++++ Records supplied

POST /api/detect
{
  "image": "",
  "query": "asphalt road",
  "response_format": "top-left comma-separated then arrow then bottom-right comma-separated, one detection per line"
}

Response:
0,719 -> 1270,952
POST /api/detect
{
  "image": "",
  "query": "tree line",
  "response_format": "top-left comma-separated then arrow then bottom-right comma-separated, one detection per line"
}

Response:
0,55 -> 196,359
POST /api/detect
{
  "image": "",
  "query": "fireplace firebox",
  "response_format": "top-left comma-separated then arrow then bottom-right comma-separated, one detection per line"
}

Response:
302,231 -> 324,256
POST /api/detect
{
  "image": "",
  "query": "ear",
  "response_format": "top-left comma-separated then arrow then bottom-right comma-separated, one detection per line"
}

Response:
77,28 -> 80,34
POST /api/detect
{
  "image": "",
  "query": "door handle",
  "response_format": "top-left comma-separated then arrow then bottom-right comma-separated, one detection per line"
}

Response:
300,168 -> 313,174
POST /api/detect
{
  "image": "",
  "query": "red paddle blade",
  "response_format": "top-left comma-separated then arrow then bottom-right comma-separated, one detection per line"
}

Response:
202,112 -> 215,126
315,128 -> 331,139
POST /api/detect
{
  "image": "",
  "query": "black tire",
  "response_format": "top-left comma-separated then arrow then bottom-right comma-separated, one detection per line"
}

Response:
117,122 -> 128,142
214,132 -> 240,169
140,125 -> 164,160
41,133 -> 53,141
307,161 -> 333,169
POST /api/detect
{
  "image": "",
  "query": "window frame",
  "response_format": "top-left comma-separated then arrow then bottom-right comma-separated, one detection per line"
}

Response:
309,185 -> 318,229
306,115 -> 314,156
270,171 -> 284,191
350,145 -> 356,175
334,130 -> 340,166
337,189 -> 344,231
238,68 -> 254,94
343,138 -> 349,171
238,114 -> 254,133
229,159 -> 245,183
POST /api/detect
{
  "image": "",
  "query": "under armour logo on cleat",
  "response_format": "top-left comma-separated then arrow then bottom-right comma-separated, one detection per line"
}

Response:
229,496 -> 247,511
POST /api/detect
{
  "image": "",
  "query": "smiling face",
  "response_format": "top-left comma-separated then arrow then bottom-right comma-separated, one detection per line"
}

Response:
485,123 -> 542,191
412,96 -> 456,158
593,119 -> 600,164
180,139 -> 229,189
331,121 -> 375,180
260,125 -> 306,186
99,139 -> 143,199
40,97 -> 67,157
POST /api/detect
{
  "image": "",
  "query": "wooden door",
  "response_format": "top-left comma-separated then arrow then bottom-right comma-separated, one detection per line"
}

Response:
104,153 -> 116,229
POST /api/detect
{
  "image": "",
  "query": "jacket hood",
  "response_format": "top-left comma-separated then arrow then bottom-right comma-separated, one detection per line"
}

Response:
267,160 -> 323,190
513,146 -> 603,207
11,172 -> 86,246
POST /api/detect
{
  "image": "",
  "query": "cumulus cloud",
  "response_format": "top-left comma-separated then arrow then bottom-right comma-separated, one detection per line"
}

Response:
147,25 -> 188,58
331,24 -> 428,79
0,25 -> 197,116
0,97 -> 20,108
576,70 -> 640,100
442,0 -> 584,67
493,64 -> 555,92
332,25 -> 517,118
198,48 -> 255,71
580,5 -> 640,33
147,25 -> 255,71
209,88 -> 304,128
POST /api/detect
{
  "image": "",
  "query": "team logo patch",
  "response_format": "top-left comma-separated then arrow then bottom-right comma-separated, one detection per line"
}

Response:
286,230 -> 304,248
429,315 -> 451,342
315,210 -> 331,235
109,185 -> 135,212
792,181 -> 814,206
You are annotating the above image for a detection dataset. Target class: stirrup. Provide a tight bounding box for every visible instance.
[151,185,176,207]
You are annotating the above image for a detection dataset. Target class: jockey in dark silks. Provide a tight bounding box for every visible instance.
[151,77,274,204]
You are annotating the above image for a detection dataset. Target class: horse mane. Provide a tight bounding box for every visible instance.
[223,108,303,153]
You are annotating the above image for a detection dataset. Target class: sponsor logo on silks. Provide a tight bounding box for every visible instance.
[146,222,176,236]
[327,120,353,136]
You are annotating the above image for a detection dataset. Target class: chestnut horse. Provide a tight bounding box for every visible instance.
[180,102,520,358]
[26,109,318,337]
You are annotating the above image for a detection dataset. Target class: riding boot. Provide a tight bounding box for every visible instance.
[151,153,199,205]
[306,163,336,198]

++++++++

= What is expected =
Render every line of the records above as a numbered list, omitting blank lines.

= Problem solution =
1. POST /api/detect
2. {
3.   "image": "",
4.   "query": "asphalt road",
5.   "response_format": "top-left comma-separated then arrow then bottom-right comma-separated, one detection per line"
6. }
7. Response:
8. 0,719 -> 1270,952
9. POST /api/detect
10. {
11.   "image": "",
12.   "query": "tree line",
13.   "response_format": "top-left comma-separated then arrow then bottom-right comma-separated, one detection per line"
14. }
15. Response:
16. 0,55 -> 196,359
17. POST /api/detect
18. {
19.   "image": "",
20.   "query": "fireplace firebox",
21.   "response_format": "top-left comma-separated then arrow then bottom-right comma-separated, one detection per line"
22. }
23. Response:
24. 302,231 -> 324,256
25. POST /api/detect
26. {
27.   "image": "",
28.   "query": "ear",
29.   "response_format": "top-left comma-separated then arrow then bottom-right comma-separated, one detection per line"
30. }
31. Response:
32. 77,28 -> 80,34
33. POST /api/detect
34. {
35.   "image": "",
36.   "query": "door handle",
37.   "response_format": "top-left comma-separated then arrow then bottom-right comma-separated, one detection per line"
38. }
39. Response:
40. 300,168 -> 313,174
41. POST /api/detect
42. {
43.   "image": "",
44.   "query": "red paddle blade",
45.   "response_format": "top-left comma-separated then arrow then bottom-right comma-separated, one detection per line"
46. }
47. Response:
48. 202,112 -> 215,126
49. 315,128 -> 331,139
50. POST /api/detect
51. {
52.   "image": "",
53.   "query": "black tire",
54.   "response_format": "top-left comma-separated then arrow then bottom-right comma-separated, one detection per line"
55. }
56. Response:
57. 117,122 -> 128,142
58. 214,132 -> 240,169
59. 140,125 -> 164,160
60. 41,133 -> 53,141
61. 307,161 -> 333,169
62. POST /api/detect
63. {
64.   "image": "",
65.   "query": "window frame",
66.   "response_format": "top-left comma-separated then arrow then bottom-right comma-separated, one detection per line"
67. }
68. Response:
69. 309,185 -> 318,229
70. 306,115 -> 314,156
71. 270,171 -> 284,191
72. 350,145 -> 356,175
73. 334,130 -> 340,166
74. 337,189 -> 344,231
75. 238,68 -> 254,94
76. 343,138 -> 349,171
77. 238,114 -> 254,133
78. 229,159 -> 245,183
79. POST /api/detect
80. {
81.   "image": "",
82.   "query": "under armour logo on cleat",
83.   "response_format": "top-left comma-separated then arrow then bottom-right comma-separated, one detection per line"
84. }
85. Response:
86. 229,496 -> 247,511
87. POST /api/detect
88. {
89.   "image": "",
90.   "query": "smiling face",
91.   "response_format": "top-left comma-separated then arrow then bottom-right comma-separated, one detection per line"
92. }
93. Response:
94. 485,123 -> 542,191
95. 412,96 -> 456,158
96. 593,119 -> 600,164
97. 180,139 -> 229,189
98. 331,121 -> 375,180
99. 260,125 -> 306,186
100. 99,139 -> 143,199
101. 40,97 -> 67,157
102. POST /api/detect
103. {
104.   "image": "",
105.   "query": "wooden door",
106.   "response_format": "top-left comma-separated then arrow then bottom-right comma-separated, one detection per line"
107. }
108. Response:
109. 104,153 -> 116,229
110. POST /api/detect
111. {
112.   "image": "",
113.   "query": "jacket hood",
114.   "response_format": "top-left comma-separated then arrow then bottom-right comma-separated, one detection per line"
115. }
116. Response:
117. 267,160 -> 323,190
118. 513,146 -> 603,207
119. 11,172 -> 86,246
120. POST /api/detect
121. {
122.   "image": "",
123.   "query": "cumulus cloud",
124.   "response_format": "top-left comma-separated then arrow then bottom-right comma-separated, one detection per line"
125. }
126. Response:
127. 147,25 -> 188,58
128. 331,24 -> 428,79
129. 0,25 -> 197,116
130. 0,97 -> 20,108
131. 576,70 -> 640,100
132. 442,0 -> 584,67
133. 493,64 -> 555,92
134. 332,25 -> 517,118
135. 198,48 -> 255,71
136. 580,5 -> 640,33
137. 147,25 -> 255,71
138. 209,88 -> 304,128
139. POST /api/detect
140. {
141.   "image": "",
142.   "query": "team logo patch",
143.   "response_format": "top-left comma-separated then arrow then bottom-right comma-separated, one detection per line"
144. }
145. Response:
146. 286,230 -> 304,248
147. 429,315 -> 451,342
148. 315,210 -> 331,235
149. 109,185 -> 135,212
150. 792,181 -> 814,206
151. You are annotating the above image for a detection dataset. Target class: stirrup. Provide a tight bounding box for every visible instance.
152. [151,185,176,207]
153. You are annotating the above image for a detection dataset. Target class: jockey in dark silks. Provide a tight bounding box for every visible instance.
154. [151,77,274,204]
155. You are annotating the above image for a detection dataset. Target class: horse mane. Provide a tight bounding box for every visible instance.
156. [223,108,303,153]
157. You are annotating the above image for a detection dataset. Target class: sponsor logo on silks. Provide a tight bounding box for every visible instance.
158. [146,222,176,236]
159. [327,120,353,136]
160. You are annotating the above image for a detection dataset. Target class: chestnut horse. Provide a tight bounding box for every visible instance.
161. [180,102,520,358]
162. [26,109,318,337]
163. You are annotating the above image for a detection dataset. Target class: riding boot. Provide a tight bounding box for every visible instance.
164. [151,153,199,205]
165. [306,163,336,198]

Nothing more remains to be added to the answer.